:: Task ::
Check each line below for the word "wheel", and copy those that have it.

:: Provided records ::
****

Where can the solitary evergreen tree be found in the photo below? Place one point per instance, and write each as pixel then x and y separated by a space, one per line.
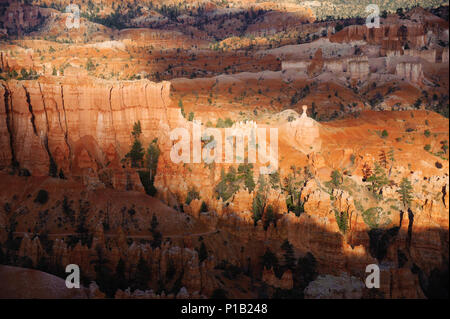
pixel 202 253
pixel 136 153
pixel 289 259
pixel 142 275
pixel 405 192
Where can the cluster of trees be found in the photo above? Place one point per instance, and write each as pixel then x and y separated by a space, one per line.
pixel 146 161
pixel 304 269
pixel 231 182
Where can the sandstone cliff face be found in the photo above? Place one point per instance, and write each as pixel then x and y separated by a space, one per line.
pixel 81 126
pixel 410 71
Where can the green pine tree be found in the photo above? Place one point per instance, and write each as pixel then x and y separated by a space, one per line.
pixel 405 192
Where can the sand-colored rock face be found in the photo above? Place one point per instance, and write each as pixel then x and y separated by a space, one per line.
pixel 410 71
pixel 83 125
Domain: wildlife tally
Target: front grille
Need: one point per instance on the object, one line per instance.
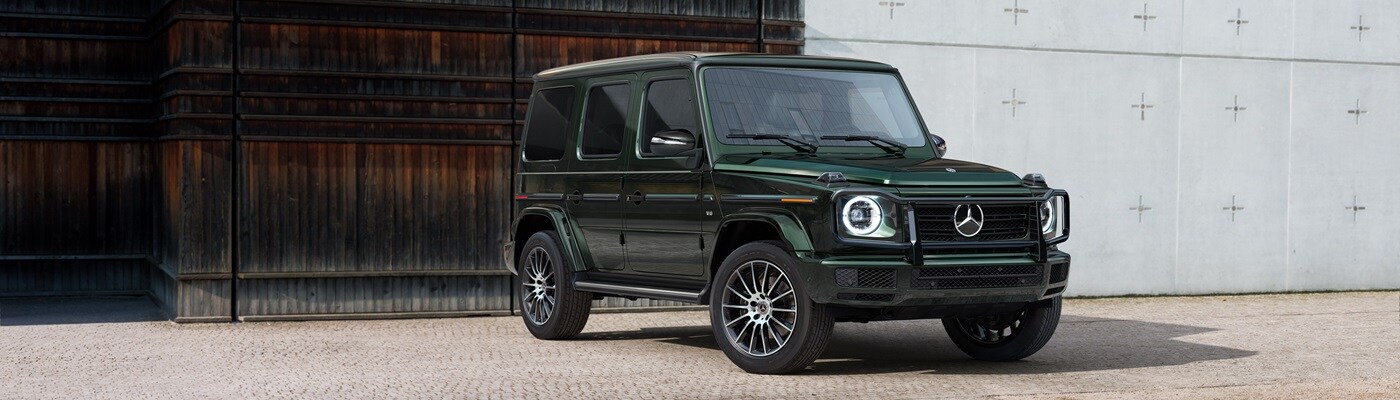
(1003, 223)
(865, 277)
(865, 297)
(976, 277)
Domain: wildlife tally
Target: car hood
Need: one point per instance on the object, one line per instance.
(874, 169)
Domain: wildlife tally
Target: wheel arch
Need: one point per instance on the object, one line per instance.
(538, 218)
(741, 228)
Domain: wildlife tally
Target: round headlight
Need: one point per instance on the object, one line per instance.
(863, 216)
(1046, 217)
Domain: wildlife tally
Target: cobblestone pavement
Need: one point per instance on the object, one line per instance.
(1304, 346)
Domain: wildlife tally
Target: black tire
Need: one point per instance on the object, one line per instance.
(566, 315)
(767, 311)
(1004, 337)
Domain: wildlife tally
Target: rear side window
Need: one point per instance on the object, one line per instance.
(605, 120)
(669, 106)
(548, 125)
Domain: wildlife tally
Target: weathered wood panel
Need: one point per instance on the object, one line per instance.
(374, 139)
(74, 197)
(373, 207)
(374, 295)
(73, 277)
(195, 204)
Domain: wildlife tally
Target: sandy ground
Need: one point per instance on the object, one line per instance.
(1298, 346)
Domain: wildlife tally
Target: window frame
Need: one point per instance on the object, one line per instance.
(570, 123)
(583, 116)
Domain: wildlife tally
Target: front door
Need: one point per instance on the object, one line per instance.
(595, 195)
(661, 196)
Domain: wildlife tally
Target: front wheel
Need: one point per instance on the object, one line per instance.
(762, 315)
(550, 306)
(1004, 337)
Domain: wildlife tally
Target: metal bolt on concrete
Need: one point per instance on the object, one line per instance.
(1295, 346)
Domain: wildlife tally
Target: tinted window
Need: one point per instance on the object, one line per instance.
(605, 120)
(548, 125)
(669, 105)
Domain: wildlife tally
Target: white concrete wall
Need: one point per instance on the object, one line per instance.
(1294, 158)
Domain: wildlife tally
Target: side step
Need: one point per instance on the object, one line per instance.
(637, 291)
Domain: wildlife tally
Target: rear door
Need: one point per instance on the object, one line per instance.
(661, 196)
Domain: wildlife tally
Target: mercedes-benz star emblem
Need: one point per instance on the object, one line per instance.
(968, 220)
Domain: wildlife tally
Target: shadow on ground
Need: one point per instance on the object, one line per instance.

****

:: Result below ::
Target: wheel arch
Target: front wheel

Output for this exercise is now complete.